§ **TASK INSTRUCTIONS**:
In the Florence grocery-shopping essay below, reproduce the stretch from "Despite all this, there" through "in real life.".

§ **DOCUMENT EXCERPT**:
━━━━━━━━━━━━━━━━━━━━━━━━━━━━━━

When I arrived in Florence several years ago, I thought of myself as independent and headstrong. I was a graduate student and I was going to be living in Italy for an entire year. I was older, I was committed, I was brave. On settling into my new life abroad, the adaptation process went as quickly as nature allowed. I sipped my caffellattè at the bar alongside locals, watched children’s movies in Italian and explored the striking towns Tuscany has to offer, becoming a native of the transportation system in no time.
Despite all this, there was one thing I just wouldn’t do. When it came to grocery shopping, I refused to shop anywhere than the local supermarket. I wouldn’t even entertain the idea of exploring one of the more traditional aspects of Italian food culture: the simple yet complex-to-my-American-eyes individual product shops, the macelleria, the panificio, the fruit and vegetable vendors. Though it seemed a romantic practice in the movies, the Old World stereotype was terrifying to me and my limited language skills in real life.
At the end of my first year here, I moved to a new neighborhood with a supermarket much further away from my house. Tired with the struggle of carrying all my bags, I resolved to visit the fruttivendolo around the corner, hopeful it would lighten the load. Walking out of the vendor’s shop a few days later, it was as if I had just discovered the secret of Italy. I had tomatoes and potatoes, zucchini, onions, peppers, apples and bananas, all for a shockingly low price and the shortest of walks from my house. The more I shopped there, the more I got to know the vendor himself. We became fast friends as we discussed my home country and how I had come to be in Italy. The real-life conversations were a far cry from shopping at the supermarket, where there was no one to talk to. I began to sense I had missed out on a year’s worth of eye-opening cultural exchange.

━━━━━━━━━━━━━━━━━━━━━━━━━━━━━━

§ **Point-based annotation data**:
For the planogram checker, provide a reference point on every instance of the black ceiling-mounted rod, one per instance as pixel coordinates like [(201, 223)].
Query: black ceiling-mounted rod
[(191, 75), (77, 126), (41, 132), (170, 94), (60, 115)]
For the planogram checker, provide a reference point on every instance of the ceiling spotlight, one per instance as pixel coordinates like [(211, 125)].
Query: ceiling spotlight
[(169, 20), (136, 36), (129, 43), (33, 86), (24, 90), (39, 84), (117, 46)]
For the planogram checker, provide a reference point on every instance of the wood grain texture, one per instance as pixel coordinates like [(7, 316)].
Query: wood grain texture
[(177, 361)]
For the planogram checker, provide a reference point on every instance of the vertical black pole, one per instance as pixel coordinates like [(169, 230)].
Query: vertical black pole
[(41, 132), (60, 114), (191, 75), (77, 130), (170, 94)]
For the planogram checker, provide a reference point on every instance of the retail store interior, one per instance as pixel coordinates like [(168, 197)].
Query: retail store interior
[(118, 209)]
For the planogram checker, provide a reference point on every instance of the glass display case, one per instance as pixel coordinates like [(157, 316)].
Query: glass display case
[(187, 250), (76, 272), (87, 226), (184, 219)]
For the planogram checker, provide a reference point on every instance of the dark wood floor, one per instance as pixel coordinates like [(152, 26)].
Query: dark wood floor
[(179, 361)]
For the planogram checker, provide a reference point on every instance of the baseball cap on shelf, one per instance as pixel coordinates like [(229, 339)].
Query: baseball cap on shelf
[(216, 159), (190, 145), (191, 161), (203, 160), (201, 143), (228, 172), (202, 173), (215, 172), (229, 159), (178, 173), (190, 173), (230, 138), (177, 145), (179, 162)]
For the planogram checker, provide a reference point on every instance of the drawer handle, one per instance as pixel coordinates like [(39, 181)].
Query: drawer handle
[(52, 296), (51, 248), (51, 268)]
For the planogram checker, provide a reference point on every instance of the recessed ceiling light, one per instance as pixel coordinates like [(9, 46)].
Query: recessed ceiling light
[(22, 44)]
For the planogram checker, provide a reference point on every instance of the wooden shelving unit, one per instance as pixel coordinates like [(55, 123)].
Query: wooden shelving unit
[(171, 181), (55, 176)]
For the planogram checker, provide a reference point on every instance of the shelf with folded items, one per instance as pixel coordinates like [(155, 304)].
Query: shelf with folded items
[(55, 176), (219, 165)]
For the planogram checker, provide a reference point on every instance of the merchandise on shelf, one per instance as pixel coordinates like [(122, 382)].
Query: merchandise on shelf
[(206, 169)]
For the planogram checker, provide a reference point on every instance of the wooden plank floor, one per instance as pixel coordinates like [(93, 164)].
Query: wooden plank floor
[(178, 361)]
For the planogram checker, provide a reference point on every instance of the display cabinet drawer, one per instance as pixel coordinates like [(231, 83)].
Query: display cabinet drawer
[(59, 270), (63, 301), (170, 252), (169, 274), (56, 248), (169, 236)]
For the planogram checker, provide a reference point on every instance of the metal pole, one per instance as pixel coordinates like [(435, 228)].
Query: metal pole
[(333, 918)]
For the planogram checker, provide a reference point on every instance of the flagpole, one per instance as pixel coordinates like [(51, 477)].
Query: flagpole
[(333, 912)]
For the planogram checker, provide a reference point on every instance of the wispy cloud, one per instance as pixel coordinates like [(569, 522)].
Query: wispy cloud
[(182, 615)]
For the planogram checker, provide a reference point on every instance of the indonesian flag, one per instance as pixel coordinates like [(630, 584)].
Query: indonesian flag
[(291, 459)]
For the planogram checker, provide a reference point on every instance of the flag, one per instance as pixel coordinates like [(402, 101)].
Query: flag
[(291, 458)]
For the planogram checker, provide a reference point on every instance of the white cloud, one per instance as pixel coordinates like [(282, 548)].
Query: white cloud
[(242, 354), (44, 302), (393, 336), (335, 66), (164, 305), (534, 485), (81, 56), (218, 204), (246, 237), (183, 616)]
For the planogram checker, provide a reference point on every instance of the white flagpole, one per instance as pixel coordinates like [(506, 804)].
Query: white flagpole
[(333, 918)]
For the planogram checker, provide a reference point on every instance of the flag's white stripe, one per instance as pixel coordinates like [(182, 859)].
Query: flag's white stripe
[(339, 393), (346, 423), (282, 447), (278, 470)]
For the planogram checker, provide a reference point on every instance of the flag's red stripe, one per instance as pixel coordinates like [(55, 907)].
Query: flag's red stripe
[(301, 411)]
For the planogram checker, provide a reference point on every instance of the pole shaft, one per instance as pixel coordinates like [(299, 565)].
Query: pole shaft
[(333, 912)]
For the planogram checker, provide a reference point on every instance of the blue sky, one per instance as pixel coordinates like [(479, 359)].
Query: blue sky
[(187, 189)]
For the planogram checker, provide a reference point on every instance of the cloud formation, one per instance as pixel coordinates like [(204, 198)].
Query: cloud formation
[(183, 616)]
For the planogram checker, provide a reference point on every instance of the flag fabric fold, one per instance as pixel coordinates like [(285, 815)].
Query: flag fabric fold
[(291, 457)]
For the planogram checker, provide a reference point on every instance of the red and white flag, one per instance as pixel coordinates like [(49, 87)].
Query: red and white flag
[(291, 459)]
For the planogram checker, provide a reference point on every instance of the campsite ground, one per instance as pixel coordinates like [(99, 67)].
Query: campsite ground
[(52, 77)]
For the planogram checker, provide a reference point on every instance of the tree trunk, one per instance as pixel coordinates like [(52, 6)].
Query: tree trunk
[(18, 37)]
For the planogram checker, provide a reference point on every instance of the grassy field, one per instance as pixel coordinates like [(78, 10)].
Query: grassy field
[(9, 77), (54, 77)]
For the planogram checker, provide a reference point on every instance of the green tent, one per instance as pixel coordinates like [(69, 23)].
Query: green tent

━━━━━━━━━━━━━━━━━━━━━━━━━━━━━━

§ **IN RESPONSE**:
Despite all this, there was one thing I just wouldn’t do. When it came to grocery shopping, I refused to shop anywhere than the local supermarket. I wouldn’t even entertain the idea of exploring one of the more traditional aspects of Italian food culture: the simple yet complex-to-my-American-eyes individual product shops, the macelleria, the panificio, the fruit and vegetable vendors. Though it seemed a romantic practice in the movies, the Old World stereotype was terrifying to me and my limited language skills in real life.